• **Task description**
Filter the entries below down to every line that contains the word "gray", copying each such line in full.
--------------------------------------------------
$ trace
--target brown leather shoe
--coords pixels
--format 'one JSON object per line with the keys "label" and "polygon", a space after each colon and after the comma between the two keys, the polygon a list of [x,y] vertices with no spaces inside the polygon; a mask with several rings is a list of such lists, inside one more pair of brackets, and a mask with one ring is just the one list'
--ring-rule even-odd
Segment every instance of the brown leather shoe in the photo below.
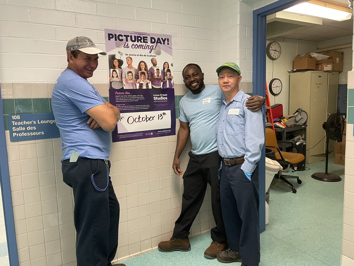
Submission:
{"label": "brown leather shoe", "polygon": [[229,250],[222,251],[218,253],[218,261],[223,263],[230,263],[238,262],[242,262],[240,253],[237,251]]}
{"label": "brown leather shoe", "polygon": [[172,237],[168,241],[162,241],[159,244],[159,250],[162,252],[173,251],[189,251],[190,250],[189,240],[175,238]]}
{"label": "brown leather shoe", "polygon": [[204,253],[204,256],[207,259],[216,259],[216,255],[219,252],[226,250],[229,248],[227,243],[222,244],[213,241]]}

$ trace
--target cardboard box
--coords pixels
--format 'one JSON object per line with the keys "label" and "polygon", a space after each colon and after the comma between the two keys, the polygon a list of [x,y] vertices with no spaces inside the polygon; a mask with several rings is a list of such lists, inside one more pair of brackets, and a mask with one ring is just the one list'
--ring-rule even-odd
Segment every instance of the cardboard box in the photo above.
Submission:
{"label": "cardboard box", "polygon": [[276,104],[270,106],[272,109],[272,114],[273,119],[279,118],[283,116],[283,105],[281,104]]}
{"label": "cardboard box", "polygon": [[344,165],[346,162],[345,156],[336,153],[334,156],[334,163],[336,165]]}
{"label": "cardboard box", "polygon": [[336,142],[334,144],[334,152],[338,154],[346,155],[346,143]]}
{"label": "cardboard box", "polygon": [[324,63],[316,65],[316,70],[320,71],[331,71],[333,68],[333,65],[332,63],[326,64]]}
{"label": "cardboard box", "polygon": [[310,54],[298,55],[294,59],[294,70],[297,69],[315,69],[316,59],[308,57]]}
{"label": "cardboard box", "polygon": [[343,71],[343,52],[328,52],[323,54],[332,56],[333,59],[333,67],[332,71]]}
{"label": "cardboard box", "polygon": [[330,58],[328,59],[321,59],[321,60],[316,60],[316,64],[319,65],[319,64],[333,64],[333,59],[332,58],[332,56],[330,56]]}

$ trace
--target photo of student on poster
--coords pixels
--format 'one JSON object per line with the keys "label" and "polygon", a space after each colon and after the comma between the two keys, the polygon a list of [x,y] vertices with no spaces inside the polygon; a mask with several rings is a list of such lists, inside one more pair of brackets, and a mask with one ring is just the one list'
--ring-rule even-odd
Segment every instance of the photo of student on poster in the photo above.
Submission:
{"label": "photo of student on poster", "polygon": [[104,34],[109,101],[121,112],[113,141],[176,134],[171,35],[108,29]]}

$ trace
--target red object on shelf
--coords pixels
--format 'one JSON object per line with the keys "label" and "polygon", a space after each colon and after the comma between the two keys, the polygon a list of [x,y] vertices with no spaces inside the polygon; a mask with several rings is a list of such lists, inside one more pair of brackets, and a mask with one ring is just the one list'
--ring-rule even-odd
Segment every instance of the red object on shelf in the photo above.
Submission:
{"label": "red object on shelf", "polygon": [[270,106],[272,113],[274,119],[279,118],[283,116],[283,105],[277,104]]}

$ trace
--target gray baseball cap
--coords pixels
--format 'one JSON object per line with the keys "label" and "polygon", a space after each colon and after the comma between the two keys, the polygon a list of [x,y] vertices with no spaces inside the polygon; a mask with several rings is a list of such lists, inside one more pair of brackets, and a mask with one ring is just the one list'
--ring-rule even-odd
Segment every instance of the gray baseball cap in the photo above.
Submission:
{"label": "gray baseball cap", "polygon": [[73,52],[76,50],[90,55],[99,54],[102,55],[105,55],[107,54],[105,52],[97,48],[91,39],[82,36],[75,37],[68,42],[67,52]]}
--------------------------------------------------
• **Correct response**
--target gray baseball cap
Segment every instance of the gray baseball cap in the photo above.
{"label": "gray baseball cap", "polygon": [[73,52],[76,50],[90,55],[99,54],[102,55],[105,55],[107,54],[105,52],[97,48],[91,39],[82,36],[75,37],[68,42],[67,52]]}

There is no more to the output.